Exercise aim. Stop at the line that contains "Where can you see the person in white". Until then, set down each line of the records exactly, beginning with the first, and skip pictures.
>>>>
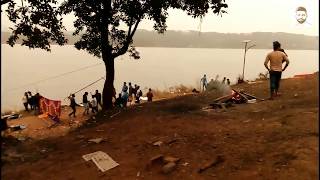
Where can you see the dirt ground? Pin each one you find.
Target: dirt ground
(272, 139)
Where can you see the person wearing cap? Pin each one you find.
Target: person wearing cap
(275, 60)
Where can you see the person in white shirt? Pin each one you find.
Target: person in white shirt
(25, 101)
(204, 82)
(94, 104)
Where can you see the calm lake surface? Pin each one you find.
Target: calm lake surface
(158, 68)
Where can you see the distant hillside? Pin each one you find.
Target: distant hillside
(194, 39)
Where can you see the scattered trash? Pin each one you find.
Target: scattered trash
(185, 164)
(155, 159)
(251, 101)
(43, 150)
(158, 143)
(168, 163)
(80, 136)
(169, 167)
(96, 140)
(21, 138)
(236, 97)
(216, 161)
(168, 159)
(18, 127)
(102, 160)
(11, 116)
(115, 114)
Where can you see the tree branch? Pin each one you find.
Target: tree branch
(126, 44)
(5, 2)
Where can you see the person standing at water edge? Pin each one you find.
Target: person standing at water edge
(94, 105)
(72, 105)
(224, 80)
(204, 82)
(301, 16)
(150, 95)
(98, 98)
(25, 101)
(130, 93)
(85, 103)
(31, 100)
(275, 58)
(228, 82)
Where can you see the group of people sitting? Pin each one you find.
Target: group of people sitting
(131, 94)
(93, 104)
(204, 82)
(31, 100)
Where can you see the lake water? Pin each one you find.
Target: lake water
(158, 68)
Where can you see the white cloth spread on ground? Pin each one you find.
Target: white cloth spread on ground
(103, 161)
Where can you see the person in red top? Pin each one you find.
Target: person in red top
(150, 95)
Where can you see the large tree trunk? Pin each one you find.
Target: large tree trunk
(108, 87)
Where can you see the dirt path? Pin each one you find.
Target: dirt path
(266, 140)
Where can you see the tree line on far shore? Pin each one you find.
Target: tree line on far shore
(195, 39)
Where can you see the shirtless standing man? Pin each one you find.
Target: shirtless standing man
(276, 58)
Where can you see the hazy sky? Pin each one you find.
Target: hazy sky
(243, 16)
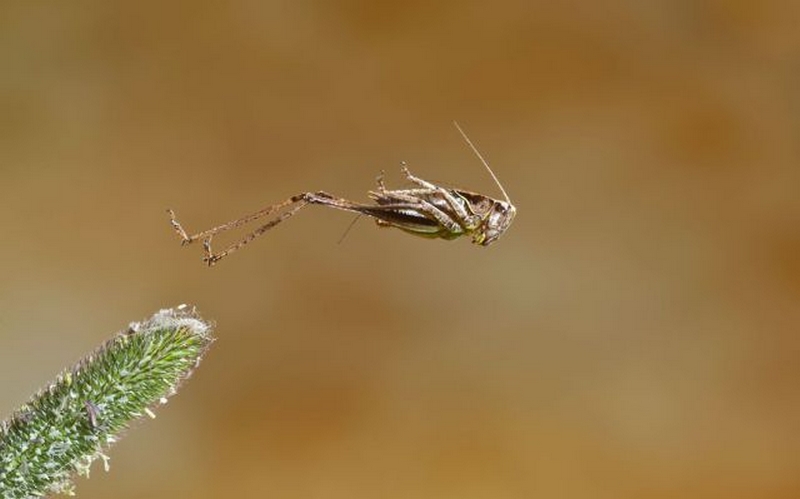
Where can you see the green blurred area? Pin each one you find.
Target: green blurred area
(633, 335)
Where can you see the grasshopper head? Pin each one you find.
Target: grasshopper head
(495, 222)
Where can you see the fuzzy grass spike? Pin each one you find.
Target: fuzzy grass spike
(72, 422)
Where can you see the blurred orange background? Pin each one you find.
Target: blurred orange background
(634, 334)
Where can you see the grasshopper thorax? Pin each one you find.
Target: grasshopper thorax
(494, 223)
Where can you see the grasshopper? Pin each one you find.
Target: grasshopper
(426, 210)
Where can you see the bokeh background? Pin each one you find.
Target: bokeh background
(635, 333)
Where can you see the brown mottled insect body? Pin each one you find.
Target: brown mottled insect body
(426, 210)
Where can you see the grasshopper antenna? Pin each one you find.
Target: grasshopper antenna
(477, 153)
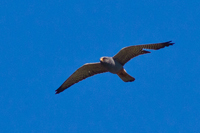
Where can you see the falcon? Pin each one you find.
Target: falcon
(111, 64)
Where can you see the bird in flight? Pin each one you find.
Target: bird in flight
(111, 64)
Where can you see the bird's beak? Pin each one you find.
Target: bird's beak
(101, 59)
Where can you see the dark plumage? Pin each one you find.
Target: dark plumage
(111, 64)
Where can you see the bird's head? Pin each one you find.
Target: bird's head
(106, 59)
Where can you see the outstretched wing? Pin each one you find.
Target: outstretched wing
(87, 70)
(127, 53)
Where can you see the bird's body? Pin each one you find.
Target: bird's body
(111, 64)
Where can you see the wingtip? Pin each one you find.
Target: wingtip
(58, 91)
(169, 43)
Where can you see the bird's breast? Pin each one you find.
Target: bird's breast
(112, 66)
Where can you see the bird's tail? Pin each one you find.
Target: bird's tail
(125, 76)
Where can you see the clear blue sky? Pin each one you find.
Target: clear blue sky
(44, 42)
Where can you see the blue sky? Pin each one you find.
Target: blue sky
(44, 42)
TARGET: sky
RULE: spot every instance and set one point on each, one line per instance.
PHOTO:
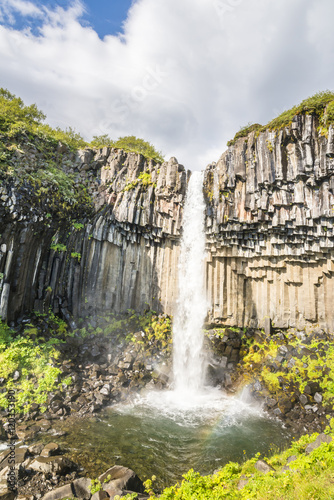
(185, 75)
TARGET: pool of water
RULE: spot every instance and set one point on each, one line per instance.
(165, 435)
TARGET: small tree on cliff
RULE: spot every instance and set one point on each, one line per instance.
(129, 143)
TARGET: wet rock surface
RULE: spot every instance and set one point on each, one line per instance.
(57, 477)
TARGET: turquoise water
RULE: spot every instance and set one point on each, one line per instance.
(151, 435)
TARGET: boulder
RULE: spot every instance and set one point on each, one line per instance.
(6, 494)
(59, 493)
(81, 488)
(100, 495)
(121, 478)
(322, 438)
(262, 466)
(50, 449)
(57, 464)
<<<<
Result for this task.
Where can you see the dirt ground? Pin each one you find.
Target: dirt ground
(272, 139)
Where can you see the person wearing cap? Pin each one you find.
Target: person wearing cap
(275, 60)
Where can you see the person in white shirt? Pin each one you find.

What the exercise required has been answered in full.